[THE PROBLEM] Print the part of the email exchange about cow milk yield that runs from "On Tue, May" up to and including "with a z score.", keeping every character unchanged.
------ PASSAGE PROVIDED
On Tue, May 4, 2010 at 2:44 PM, Brian P. Poi <bpoi@stata.com> wrote:
> On Tue, 4 May 2010,
>
>>
>> Suppose I have an intervention applied to cows with a demonstrated mean
>> milk
>> yield response of +2.05 liters, sd 1.74.
>>
>> Suppose I am interested a 1 liter cut point.  I know how to find the
>> proportion of responses at or below the 1 liter response; and the
>> proportion
>> of responses at or above the one liter response.  This is what you are
>> doing
>> here, or it can be done with a z score.
>>
>> My question is, if the response is normally distributed, given n cows, how
>> many total liters were included or accumulated in the only responses below
>> 1
>> liter, and how many total liters were accumulated in only the responses at
>> or above 1 liter.  (Negative responses are possible). My interest is in
>> the
>> total liters, not the fraction of the total population either above or
>> below
>> the cutpoint.
>>
>
> Assuming I understand the question correctly, I think this does what you
> want.
>
> For a random variable distributed N(mu, sigma),
>
>   E[X | X < 1] = mu + sigma*lambda(alpha)
>
> where
>
>   alpha = (1 - mu) / sigma
>   lambda(alpha) = -phi(alpha) / Phi(alpha)
------------
------ SUPPLIED ENTRIES
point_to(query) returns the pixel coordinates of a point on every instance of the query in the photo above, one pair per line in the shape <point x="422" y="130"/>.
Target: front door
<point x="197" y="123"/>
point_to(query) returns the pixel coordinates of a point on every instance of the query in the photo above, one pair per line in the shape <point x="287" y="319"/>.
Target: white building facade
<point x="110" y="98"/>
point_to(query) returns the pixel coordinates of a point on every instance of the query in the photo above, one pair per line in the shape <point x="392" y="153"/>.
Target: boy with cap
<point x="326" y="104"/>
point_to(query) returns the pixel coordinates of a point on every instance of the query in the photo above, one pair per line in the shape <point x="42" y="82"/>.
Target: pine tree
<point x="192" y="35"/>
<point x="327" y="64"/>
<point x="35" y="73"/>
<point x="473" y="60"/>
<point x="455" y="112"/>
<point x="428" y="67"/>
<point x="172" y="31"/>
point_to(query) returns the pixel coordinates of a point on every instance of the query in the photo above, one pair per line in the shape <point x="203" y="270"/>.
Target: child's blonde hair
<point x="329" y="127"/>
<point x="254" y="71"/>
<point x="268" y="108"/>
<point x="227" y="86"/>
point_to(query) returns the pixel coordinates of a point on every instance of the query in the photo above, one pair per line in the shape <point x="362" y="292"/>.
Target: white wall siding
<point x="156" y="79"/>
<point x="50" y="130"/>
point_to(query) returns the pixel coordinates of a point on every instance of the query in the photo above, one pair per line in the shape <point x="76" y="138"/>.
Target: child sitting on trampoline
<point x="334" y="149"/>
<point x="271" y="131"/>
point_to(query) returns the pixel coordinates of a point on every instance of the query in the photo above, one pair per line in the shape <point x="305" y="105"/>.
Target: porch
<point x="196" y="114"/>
------------
------ SUPPLIED ENTRIES
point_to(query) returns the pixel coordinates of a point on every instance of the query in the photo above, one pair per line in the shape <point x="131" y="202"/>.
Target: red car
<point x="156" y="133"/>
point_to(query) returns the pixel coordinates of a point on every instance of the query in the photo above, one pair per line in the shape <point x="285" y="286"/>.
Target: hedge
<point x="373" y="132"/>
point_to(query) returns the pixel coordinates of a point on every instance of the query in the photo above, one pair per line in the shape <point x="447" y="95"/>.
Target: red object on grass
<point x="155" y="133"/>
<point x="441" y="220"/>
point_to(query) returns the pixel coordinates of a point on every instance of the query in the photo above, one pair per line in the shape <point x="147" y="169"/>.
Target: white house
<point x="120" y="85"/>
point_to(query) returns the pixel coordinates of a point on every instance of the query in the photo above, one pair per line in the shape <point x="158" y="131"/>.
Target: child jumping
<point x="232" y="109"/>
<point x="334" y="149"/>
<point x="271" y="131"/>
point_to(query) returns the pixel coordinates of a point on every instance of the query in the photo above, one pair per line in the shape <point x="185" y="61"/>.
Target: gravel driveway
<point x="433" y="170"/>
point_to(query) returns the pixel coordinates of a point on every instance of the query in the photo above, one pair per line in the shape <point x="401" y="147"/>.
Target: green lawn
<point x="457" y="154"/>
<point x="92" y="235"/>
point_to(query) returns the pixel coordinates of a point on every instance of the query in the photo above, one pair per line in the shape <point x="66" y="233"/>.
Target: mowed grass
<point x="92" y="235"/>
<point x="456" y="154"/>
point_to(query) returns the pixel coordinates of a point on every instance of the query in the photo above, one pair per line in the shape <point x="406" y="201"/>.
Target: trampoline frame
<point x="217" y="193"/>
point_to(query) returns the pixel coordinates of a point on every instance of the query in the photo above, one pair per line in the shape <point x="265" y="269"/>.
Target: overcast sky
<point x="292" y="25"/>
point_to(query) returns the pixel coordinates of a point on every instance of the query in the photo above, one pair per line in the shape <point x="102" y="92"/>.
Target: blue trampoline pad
------------
------ SUPPLIED ENTRIES
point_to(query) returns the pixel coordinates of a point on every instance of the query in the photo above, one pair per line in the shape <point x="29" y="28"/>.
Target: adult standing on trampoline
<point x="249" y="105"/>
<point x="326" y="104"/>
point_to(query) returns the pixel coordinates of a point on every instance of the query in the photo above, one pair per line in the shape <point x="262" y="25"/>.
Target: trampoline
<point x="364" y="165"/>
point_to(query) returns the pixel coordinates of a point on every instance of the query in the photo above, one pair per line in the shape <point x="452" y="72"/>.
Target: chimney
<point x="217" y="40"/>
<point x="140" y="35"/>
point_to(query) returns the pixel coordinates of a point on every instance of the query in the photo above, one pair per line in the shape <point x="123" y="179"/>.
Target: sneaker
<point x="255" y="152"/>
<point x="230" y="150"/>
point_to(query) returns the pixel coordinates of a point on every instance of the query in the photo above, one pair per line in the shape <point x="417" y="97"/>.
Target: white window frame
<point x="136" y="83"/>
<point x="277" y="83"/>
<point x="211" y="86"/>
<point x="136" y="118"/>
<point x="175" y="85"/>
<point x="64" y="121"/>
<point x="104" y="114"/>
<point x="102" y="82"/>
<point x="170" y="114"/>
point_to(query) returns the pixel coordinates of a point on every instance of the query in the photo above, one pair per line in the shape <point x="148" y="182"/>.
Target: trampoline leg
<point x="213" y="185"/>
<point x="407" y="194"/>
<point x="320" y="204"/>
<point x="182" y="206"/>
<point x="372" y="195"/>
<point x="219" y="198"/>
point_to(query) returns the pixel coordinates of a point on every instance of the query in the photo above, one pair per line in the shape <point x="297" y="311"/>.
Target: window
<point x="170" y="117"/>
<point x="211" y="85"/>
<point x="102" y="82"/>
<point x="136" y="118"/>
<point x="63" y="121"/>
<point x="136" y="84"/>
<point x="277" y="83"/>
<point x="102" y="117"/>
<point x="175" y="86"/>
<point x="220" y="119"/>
------------
[SOLUTION TO THIS TASK]
On Tue, May 4, 2010 at 2:44 PM, Brian P. Poi <bpoi@stata.com> wrote:
> On Tue, 4 May 2010,
>
>>
>> Suppose I have an intervention applied to cows with a demonstrated mean
>> milk
>> yield response of +2.05 liters, sd 1.74.
>>
>> Suppose I am interested a 1 liter cut point.  I know how to find the
>> proportion of responses at or below the 1 liter response; and the
>> proportion
>> of responses at or above the one liter response.  This is what you are
>> doing
>> here, or it can be done with a z score.